### What is required
Retype all of the listing exactly, with no pictures.

### Information given
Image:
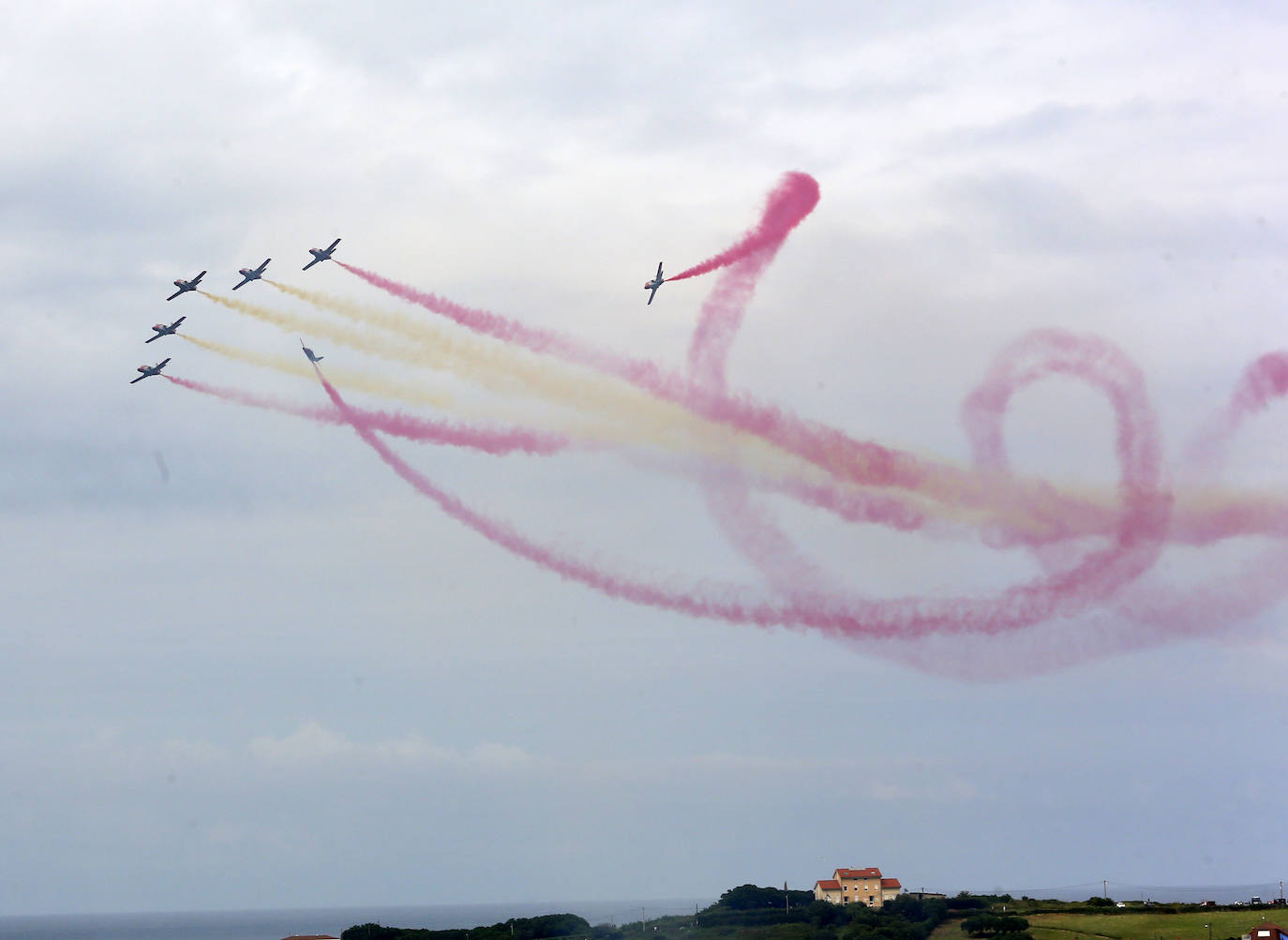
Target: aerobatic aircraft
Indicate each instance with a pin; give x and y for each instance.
(654, 283)
(150, 370)
(162, 330)
(251, 273)
(185, 286)
(321, 254)
(309, 353)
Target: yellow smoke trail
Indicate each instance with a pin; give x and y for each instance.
(963, 495)
(619, 413)
(622, 415)
(350, 379)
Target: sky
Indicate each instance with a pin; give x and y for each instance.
(247, 664)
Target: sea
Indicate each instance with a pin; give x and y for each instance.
(276, 925)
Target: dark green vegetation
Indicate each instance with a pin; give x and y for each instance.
(746, 912)
(765, 913)
(516, 929)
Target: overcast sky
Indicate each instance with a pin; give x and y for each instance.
(247, 666)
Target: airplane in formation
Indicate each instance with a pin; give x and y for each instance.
(321, 254)
(162, 330)
(150, 370)
(654, 283)
(185, 286)
(309, 353)
(251, 273)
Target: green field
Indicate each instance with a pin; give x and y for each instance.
(1146, 926)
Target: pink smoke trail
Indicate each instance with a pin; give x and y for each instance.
(1020, 605)
(829, 448)
(495, 441)
(785, 209)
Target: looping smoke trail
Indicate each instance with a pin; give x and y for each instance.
(1096, 554)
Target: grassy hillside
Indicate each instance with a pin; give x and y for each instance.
(1146, 926)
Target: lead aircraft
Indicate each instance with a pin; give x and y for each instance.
(150, 370)
(251, 273)
(309, 353)
(185, 286)
(654, 283)
(162, 330)
(321, 254)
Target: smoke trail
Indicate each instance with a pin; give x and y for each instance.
(785, 209)
(495, 441)
(619, 413)
(360, 381)
(1012, 608)
(505, 536)
(836, 454)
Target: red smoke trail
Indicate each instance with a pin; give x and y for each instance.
(574, 569)
(496, 441)
(829, 448)
(785, 209)
(1142, 526)
(1060, 592)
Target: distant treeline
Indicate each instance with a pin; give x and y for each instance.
(544, 927)
(747, 911)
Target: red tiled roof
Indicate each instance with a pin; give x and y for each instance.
(858, 872)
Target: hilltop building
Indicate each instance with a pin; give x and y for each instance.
(858, 886)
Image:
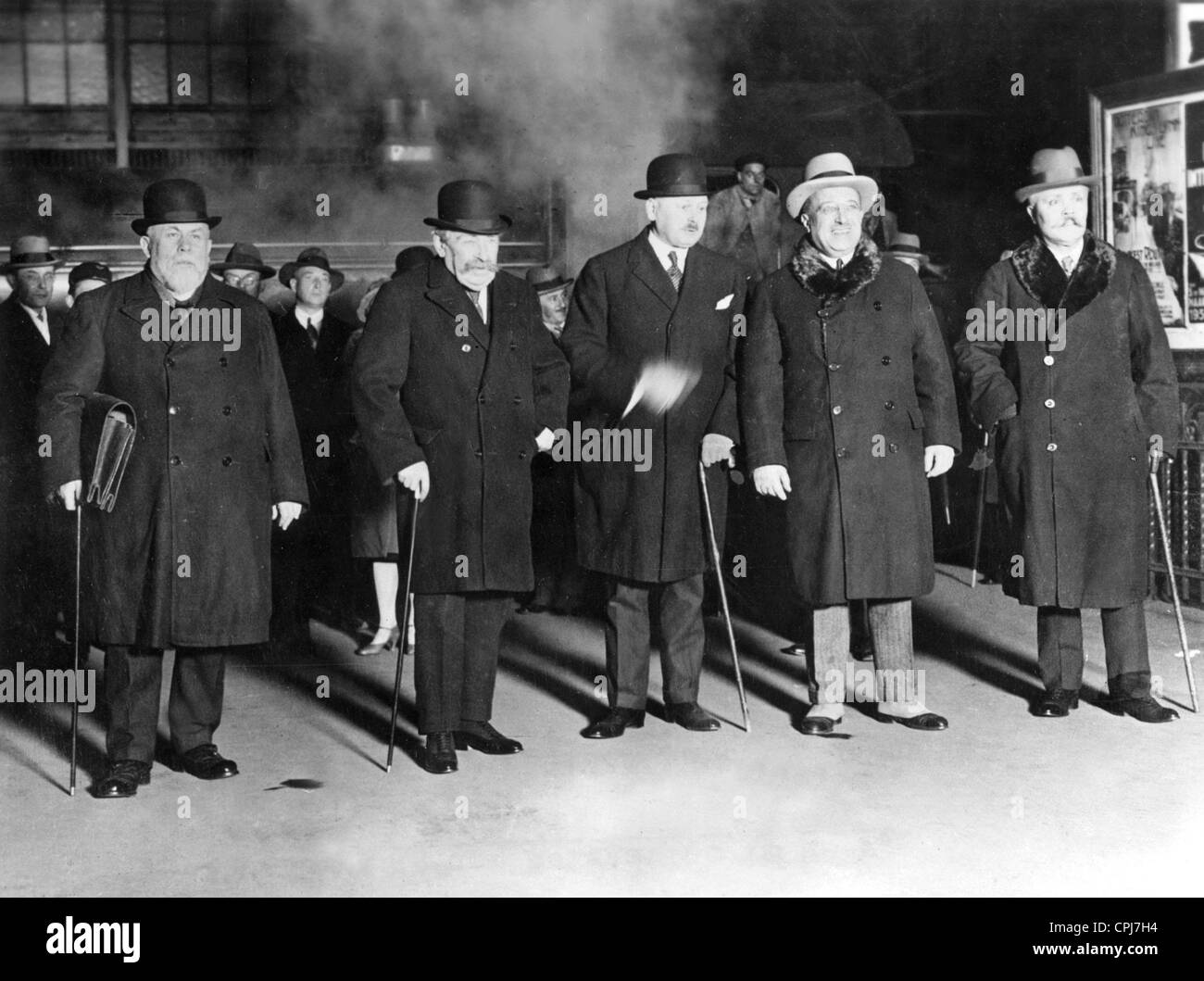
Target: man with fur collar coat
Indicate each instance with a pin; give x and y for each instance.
(1064, 355)
(847, 405)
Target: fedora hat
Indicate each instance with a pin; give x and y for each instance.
(410, 258)
(831, 170)
(546, 280)
(1054, 169)
(316, 258)
(469, 206)
(28, 252)
(173, 200)
(907, 247)
(675, 175)
(244, 256)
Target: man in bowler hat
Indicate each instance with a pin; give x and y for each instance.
(457, 386)
(650, 337)
(183, 559)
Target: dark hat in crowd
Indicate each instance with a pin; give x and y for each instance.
(244, 256)
(28, 252)
(89, 271)
(546, 280)
(316, 258)
(750, 157)
(172, 201)
(1054, 169)
(675, 175)
(469, 206)
(410, 258)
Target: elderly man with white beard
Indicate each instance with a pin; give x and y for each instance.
(183, 559)
(1080, 412)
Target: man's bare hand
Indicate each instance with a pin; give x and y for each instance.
(771, 481)
(717, 448)
(417, 479)
(70, 494)
(285, 513)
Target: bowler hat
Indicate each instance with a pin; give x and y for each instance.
(1054, 169)
(831, 170)
(172, 201)
(89, 271)
(546, 280)
(675, 175)
(469, 206)
(316, 258)
(410, 258)
(244, 256)
(28, 252)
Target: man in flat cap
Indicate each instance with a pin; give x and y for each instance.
(312, 560)
(457, 386)
(31, 568)
(651, 338)
(244, 269)
(183, 560)
(1083, 400)
(847, 406)
(745, 221)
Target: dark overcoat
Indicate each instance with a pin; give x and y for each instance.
(1072, 463)
(184, 556)
(649, 525)
(844, 381)
(433, 382)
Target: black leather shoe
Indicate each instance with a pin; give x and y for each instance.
(689, 716)
(926, 721)
(206, 763)
(123, 779)
(818, 724)
(1143, 709)
(440, 756)
(613, 724)
(1056, 704)
(484, 738)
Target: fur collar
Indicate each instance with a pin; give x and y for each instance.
(1043, 277)
(832, 285)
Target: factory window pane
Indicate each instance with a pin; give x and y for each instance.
(148, 75)
(192, 60)
(88, 75)
(46, 71)
(229, 67)
(12, 76)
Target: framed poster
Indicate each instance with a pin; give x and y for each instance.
(1148, 142)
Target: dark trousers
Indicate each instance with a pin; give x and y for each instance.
(1126, 650)
(629, 613)
(456, 656)
(132, 676)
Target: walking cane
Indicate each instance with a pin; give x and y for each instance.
(980, 462)
(1187, 655)
(722, 595)
(405, 630)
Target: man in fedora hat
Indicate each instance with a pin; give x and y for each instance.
(457, 386)
(31, 567)
(745, 221)
(1084, 402)
(244, 269)
(847, 407)
(183, 559)
(311, 562)
(650, 338)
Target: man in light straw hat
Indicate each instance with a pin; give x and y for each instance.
(847, 407)
(1084, 401)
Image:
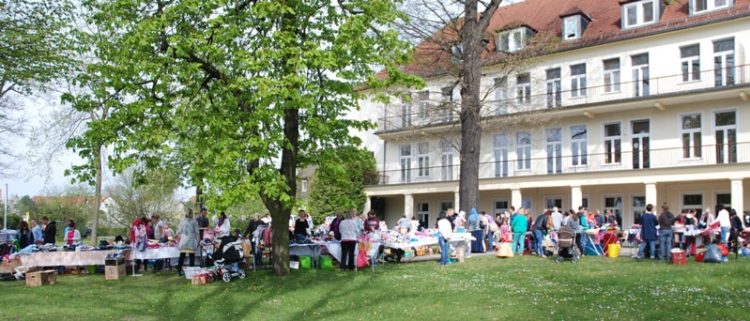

### Written response
Image:
Target: aerobatic aircraft
Indicate each instance with a pin; give x and y for each instance.
(654, 283)
(150, 370)
(162, 330)
(251, 273)
(185, 286)
(321, 254)
(309, 353)
Target: yellow smoke trail
Indicate each instance with a pin; give x and y for each instance.
(963, 495)
(619, 413)
(622, 415)
(350, 379)
Target: sky
Indicate each instance with a pin; give x and y for each instance.
(247, 664)
Target: sea
Indicate each instance with a pin; give x and y for each instance.
(276, 925)
Target: dark green vegetation
Indicate each instance with a pin; give x and y for each instance.
(746, 912)
(765, 913)
(516, 929)
Target: overcast sky
Indicate each instance with a pin; give x and y for each instance.
(247, 666)
Target: airplane in formation
Indicate each instance with a pin; give x and y for each instance.
(321, 254)
(162, 330)
(150, 370)
(654, 283)
(185, 286)
(309, 353)
(251, 273)
Target: green field
Indicate each instance with a pin; give x and y for each instance.
(1146, 926)
Target: pink smoke trail
Indicate each instance with a pin; give x and y for each instance.
(1020, 605)
(829, 448)
(495, 441)
(785, 209)
Target: looping smoke trail
Indicate each instance with a pin; give x and y for each instance.
(1096, 554)
Target: grassy hillside
Indicate each instance with a pin; give x and y for each instance.
(1146, 926)
Target: lead aircraft
Indicate each instance with a pin; give x and y for each instance.
(150, 370)
(251, 273)
(309, 353)
(185, 286)
(654, 283)
(162, 330)
(321, 254)
Target: smoke trail
Indicate each instance with a pin; give x and y for each instance.
(785, 209)
(495, 441)
(619, 413)
(360, 381)
(1012, 608)
(505, 536)
(836, 454)
Target: red smoke trail
Indicate each instance with a pin; give x and y for each instance.
(574, 569)
(496, 441)
(829, 448)
(785, 209)
(1142, 526)
(1060, 592)
Target: distant treeline
Indicate each instance with a pin; give x and y for each instance.
(544, 927)
(747, 911)
Target: red tiled roof
Indicate each instance with a pin; give x and y for each instance.
(858, 872)
Target: hilltop building
Indicate each instance with a pin; give x and y for each instance.
(858, 886)
Image:
Target: man with fur collar coat
Indicate each instance with a pin; give x and y for each instance.
(1064, 355)
(847, 405)
Target: fedora hat
Indicate each instance with a pin; give x and y for each instance.
(410, 258)
(831, 170)
(546, 280)
(1054, 169)
(316, 258)
(469, 206)
(28, 252)
(173, 200)
(907, 247)
(675, 175)
(244, 256)
Target: man in bowler hat
Indicate each instance with a pin; give x and y for each instance.
(457, 386)
(650, 337)
(183, 559)
Target: dark hat in crowd
Indicate each instance with a pin; give x and y for each instance.
(244, 256)
(28, 252)
(89, 271)
(546, 280)
(316, 258)
(750, 157)
(172, 201)
(1054, 169)
(675, 175)
(469, 206)
(410, 258)
Target: elderly man with white beard
Indicate each instance with a pin; give x and y for each instance.
(183, 559)
(1080, 412)
Target: man's bare hand
Indicate each instance with a pin; give x and y for each instance.
(771, 481)
(717, 448)
(417, 479)
(70, 494)
(285, 513)
Target: bowler hat
Indicate each instance with a pin; give x and y for each instance.
(1054, 169)
(831, 170)
(172, 201)
(89, 271)
(546, 280)
(675, 175)
(469, 206)
(316, 258)
(410, 258)
(244, 256)
(28, 252)
Target: man in flat cap
Indicate each instance with a pin; give x and y for each instance.
(312, 560)
(457, 386)
(31, 568)
(651, 338)
(244, 269)
(183, 560)
(1083, 400)
(847, 406)
(745, 221)
Target: dark overcoat
Indicate each instance with a pin; give x and y for each instance.
(1072, 463)
(184, 556)
(649, 525)
(844, 381)
(433, 382)
Target: black leather shoe
Indicate each instance with a pin; give x and y for each instance.
(689, 716)
(926, 721)
(206, 763)
(123, 779)
(818, 724)
(1143, 709)
(440, 756)
(613, 724)
(1056, 704)
(484, 738)
Target: fur collar
Indicate each instance with a pin; give x and y for each instance.
(1043, 277)
(832, 285)
Target: factory window pane
Indicate each instance with a pin; give x and y for each instance.
(148, 75)
(192, 60)
(88, 75)
(46, 71)
(229, 67)
(12, 76)
Target: framed poster
Indicate each instance with a pin; give x and y for each instance.
(1148, 142)
Target: dark trousers
Indicate each instance with a pin; give x and y for each instance.
(1126, 650)
(629, 613)
(456, 656)
(132, 676)
Target: walking cane
Indicate each instance with a pin; give x and y for each instance.
(980, 462)
(1187, 655)
(722, 595)
(405, 630)
Target: man in fedora hat
Indicate each instance with a pin; give x and y for each instance.
(457, 386)
(31, 567)
(745, 221)
(1084, 402)
(244, 269)
(847, 407)
(183, 559)
(311, 562)
(650, 338)
Target: man in light straw hat
Indicate each instance with a pin; give x and y for each instance.
(847, 407)
(1084, 401)
Image:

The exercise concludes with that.